抜粋本文:
┄┄┄┄┄┄┄┄┄┄
【事例付】屋根カバー工法とは?葺き替えとの違い

屋根カバー工法

「屋根カバー工法って、どんな工事方法?」
「自分の家が屋根カバー工法に適しているかわからない」

このようにお考えではありませんか?

屋根カバー工法とは、既存の屋根の上に新たな屋根をかぶせる工事方法です。
屋根カバー工法はすべての屋根に適応する工事ではなく、屋根の特徴や築年数によって向き・不向きがあります。

この記事では、屋根カバー工法に適した屋根や費用相場、実際に行われた施工事例もご紹介し、屋根カバー工法について完全解説しています。
あなたのリフォームしたいリフォームが屋根カバー工法に合っているかどうか判断できるほか、工事に用いる屋根材の比較検討も可能となっていますので、ぜひ参考にしてください。


1.屋根カバー工法とは?

屋根カバー工法とは、既存の屋根の上に新しい屋根材をかぶせる施工方法のことです。「重ね葺き」や「カバールーフ工法」などとも呼ばれ、スレート屋根や軽量金属屋根など平板の屋根材で施工できます。

新しい屋根材にはガルバリウム鋼板の他、アスファルトシングルやジンカリウムといった軽量な物が採用されています。屋根カバー工法は広く行われているリフォーム工事ですが、屋根の状態によってはおすすめできないため、現状を確認して判断する必要があります。
┄┄┄┄┄┄┄┄┄┄
提供資料:
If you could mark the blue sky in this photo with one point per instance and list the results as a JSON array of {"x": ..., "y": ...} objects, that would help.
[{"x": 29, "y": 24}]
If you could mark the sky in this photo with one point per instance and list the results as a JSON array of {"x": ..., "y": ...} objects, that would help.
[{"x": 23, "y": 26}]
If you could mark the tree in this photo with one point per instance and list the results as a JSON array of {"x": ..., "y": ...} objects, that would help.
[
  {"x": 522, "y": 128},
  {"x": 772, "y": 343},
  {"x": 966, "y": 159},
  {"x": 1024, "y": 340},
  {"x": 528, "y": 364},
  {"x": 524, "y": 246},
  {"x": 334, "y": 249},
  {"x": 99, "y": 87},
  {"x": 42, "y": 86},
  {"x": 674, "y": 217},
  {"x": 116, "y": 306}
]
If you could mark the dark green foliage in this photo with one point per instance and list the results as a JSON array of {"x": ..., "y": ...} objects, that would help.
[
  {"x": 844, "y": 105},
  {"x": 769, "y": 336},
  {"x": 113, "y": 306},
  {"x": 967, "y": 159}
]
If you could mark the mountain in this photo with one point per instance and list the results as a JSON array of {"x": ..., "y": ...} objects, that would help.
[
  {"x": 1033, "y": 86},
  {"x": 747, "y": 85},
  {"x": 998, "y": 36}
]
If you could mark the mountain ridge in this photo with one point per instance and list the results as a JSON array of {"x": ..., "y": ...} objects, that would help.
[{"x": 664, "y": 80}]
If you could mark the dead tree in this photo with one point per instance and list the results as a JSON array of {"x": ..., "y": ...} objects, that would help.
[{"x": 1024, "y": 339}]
┄┄┄┄┄┄┄┄┄┄
作業一覧:
1 - 屋根カバー工法の記事から、「屋根カバー工法はすべての屋根」で始まり「して判断する必要があります。」で終わる部分を、一字も変えずに書き写す。
2 - 上のリストで「mark」という文字列を含む行を、すべてそのまま抜き出す。大文字と小文字は区別する。

結果一覧:
1 -
屋根カバー工法はすべての屋根に適応する工事ではなく、屋根の特徴や築年数によって向き・不向きがあります。

この記事では、屋根カバー工法に適した屋根や費用相場、実際に行われた施工事例もご紹介し、屋根カバー工法について完全解説しています。
あなたのリフォームしたいリフォームが屋根カバー工法に合っているかどうか判断できるほか、工事に用いる屋根材の比較検討も可能となっていますので、ぜひ参考にしてください。


1.屋根カバー工法とは?

屋根カバー工法とは、既存の屋根の上に新しい屋根材をかぶせる施工方法のことです。「重ね葺き」や「カバールーフ工法」などとも呼ばれ、スレート屋根や軽量金属屋根など平板の屋根材で施工できます。

新しい屋根材にはガルバリウム鋼板の他、アスファルトシングルやジンカリウムといった軽量な物が採用されています。屋根カバー工法は広く行われているリフォーム工事ですが、屋根の状態によってはおすすめできないため、現状を確認して判断する必要があります。

2 -
If you could mark the blue sky in this photo with one point per instance and list the results as a JSON array of {"x": ..., "y": ...} objects, that would help.
If you could mark the sky in this photo with one point per instance and list the results as a JSON array of {"x": ..., "y": ...} objects, that would help.
If you could mark the tree in this photo with one point per instance and list the results as a JSON array of {"x": ..., "y": ...} objects, that would help.
If you could mark the dark green foliage in this photo with one point per instance and list the results as a JSON array of {"x": ..., "y": ...} objects, that would help.
If you could mark the mountain in this photo with one point per instance and list the results as a JSON array of {"x": ..., "y": ...} objects, that would help.
If you could mark the mountain ridge in this photo with one point per instance and list the results as a JSON array of {"x": ..., "y": ...} objects, that would help.
If you could mark the dead tree in this photo with one point per instance and list the results as a JSON array of {"x": ..., "y": ...} objects, that would help.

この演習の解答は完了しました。